PROVIDED PASSAGE
============================================================
# A Pit Bull, a Jack Russell mix, and a Yorkie



## Jacksons Mom (Mar 12, 2010)

Helping out my aunt tonight and dogsitting for her Pittie, Max and her mother-in-law's Jack Russell/Shihtzu mix Sammy (who's littermate, Lily, belongs to my dad).

They are so cute together!

Sorry for the crappy cell phone quality.


----------



## PetersGirl (Feb 8, 2010)

Jack Russel/Shih Tzu?! That is quite the combo! Jackson seems to enjoy his playmates  He looks so darn cute in his little harness by the way. I saw a teenie Yorkie today at our Sunday Social puppy class she was so cute; I have a weakness for small dogs!


----------



## Jacksons Mom (Mar 12, 2010)
============================================================
DATA EXTRACT

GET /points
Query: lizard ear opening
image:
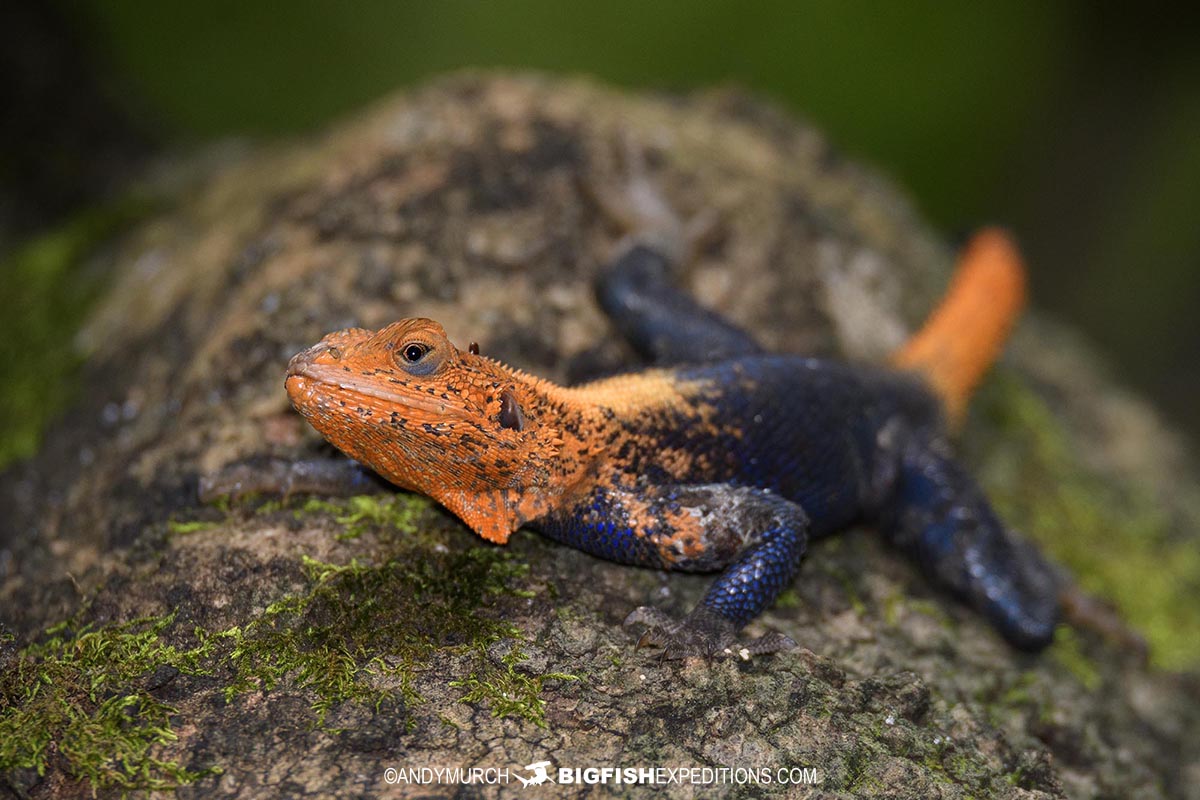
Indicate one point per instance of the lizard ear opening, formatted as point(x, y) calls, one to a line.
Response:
point(511, 416)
============================================================
PROBLEMS
A. In the dog thread, what is the name of the littermate of the Jack Russell/Shih Tzu mix Sammy?
B. Reproduce the records with "lizard ear opening" replaced by "lizard eye" wherever it occurs, changing nothing else and leaving out the pictures.

RESPONSES TO THE EXERCISE
A. Lily

B.
GET /points
Query: lizard eye
image:
Indicate one point per instance of the lizard eye, formatted as point(x, y) calls, one to a line.
Response:
point(511, 416)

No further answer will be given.